▶ WORK ITEM
Where a line below holds the string "need", copy that line.
--------------------------------------------------
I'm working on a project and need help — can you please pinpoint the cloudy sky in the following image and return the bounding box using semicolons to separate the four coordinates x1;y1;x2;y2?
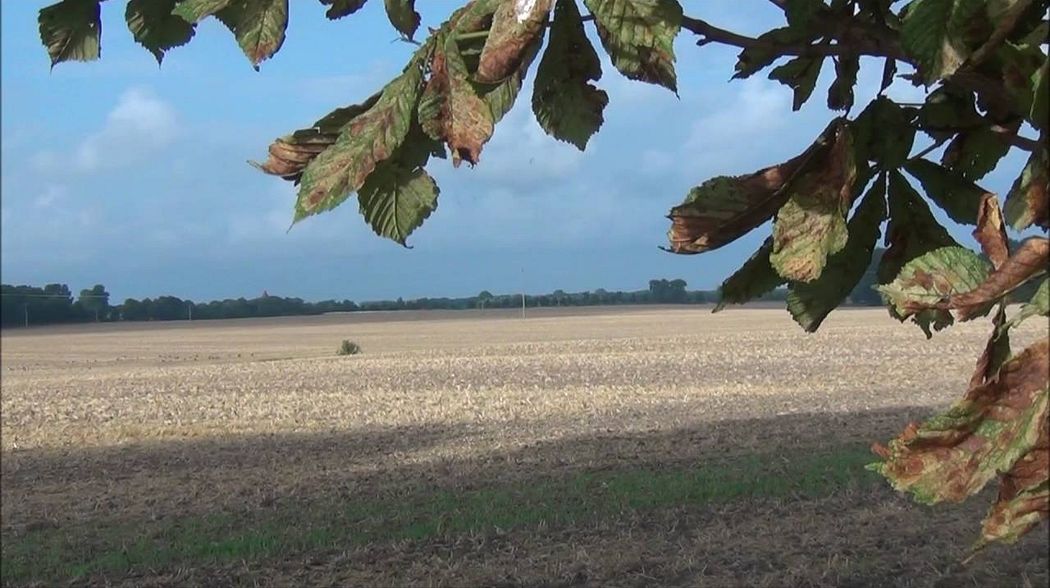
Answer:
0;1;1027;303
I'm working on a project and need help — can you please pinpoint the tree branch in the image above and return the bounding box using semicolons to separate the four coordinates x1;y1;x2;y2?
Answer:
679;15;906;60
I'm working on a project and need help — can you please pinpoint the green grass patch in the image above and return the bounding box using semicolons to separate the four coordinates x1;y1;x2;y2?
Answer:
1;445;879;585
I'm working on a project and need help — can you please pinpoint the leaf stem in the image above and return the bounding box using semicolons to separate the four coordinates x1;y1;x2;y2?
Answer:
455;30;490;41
--------------------------------------------------
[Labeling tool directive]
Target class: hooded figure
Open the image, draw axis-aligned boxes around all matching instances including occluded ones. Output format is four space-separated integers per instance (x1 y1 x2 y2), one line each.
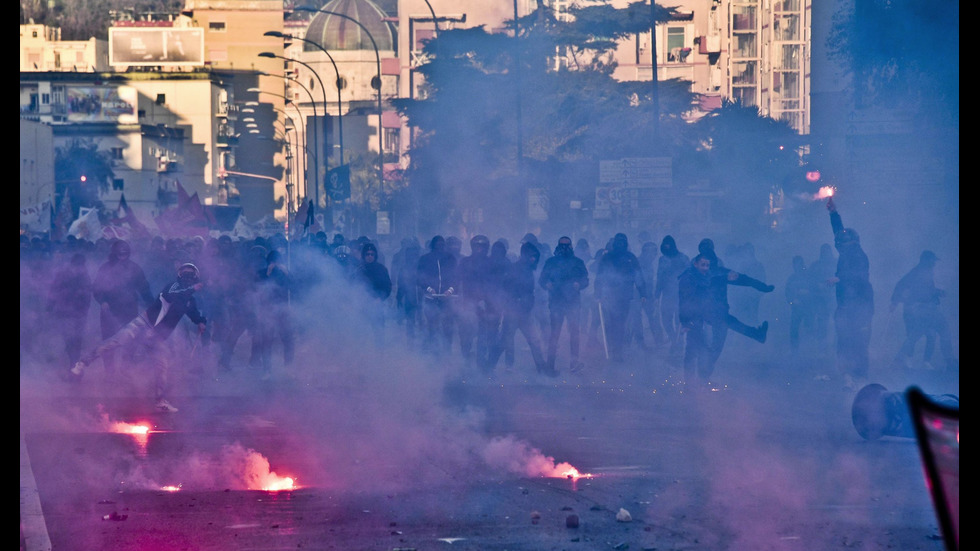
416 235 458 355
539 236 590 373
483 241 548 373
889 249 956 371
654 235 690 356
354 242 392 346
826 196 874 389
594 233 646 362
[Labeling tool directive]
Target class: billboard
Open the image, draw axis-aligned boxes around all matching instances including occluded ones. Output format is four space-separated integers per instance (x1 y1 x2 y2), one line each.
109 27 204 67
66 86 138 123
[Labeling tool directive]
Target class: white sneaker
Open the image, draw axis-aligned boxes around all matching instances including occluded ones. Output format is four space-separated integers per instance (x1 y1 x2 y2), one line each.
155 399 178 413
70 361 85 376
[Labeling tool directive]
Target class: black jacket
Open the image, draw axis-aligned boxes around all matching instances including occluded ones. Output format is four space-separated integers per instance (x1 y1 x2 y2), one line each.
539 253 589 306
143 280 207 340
--------------------------------------------------
▶ ANSWER BELOW
I'm working on a project and need help — can you please pinpoint the cloudy sky in the following image and return the bounding box using semicolons to separate the four coordinates x1;y1;x2;y2?
I'm working on a project and need help — can you please pinpoint the tree branch in the image above and return the bounding box using semicolons to separate the four coordinates x1;y1;x2;y2?
I'm working on a project and need help — can you please pinpoint the green grass patch in the image above and return the bounding box using semicolons to separate the four coordinates x1;y1;x2;y2?
I'm working on a project and need help — can you please pinpoint the leaf stem in the image above and return the bounding box using semicolons to separate the four coordinates x1;y1;x2;y2?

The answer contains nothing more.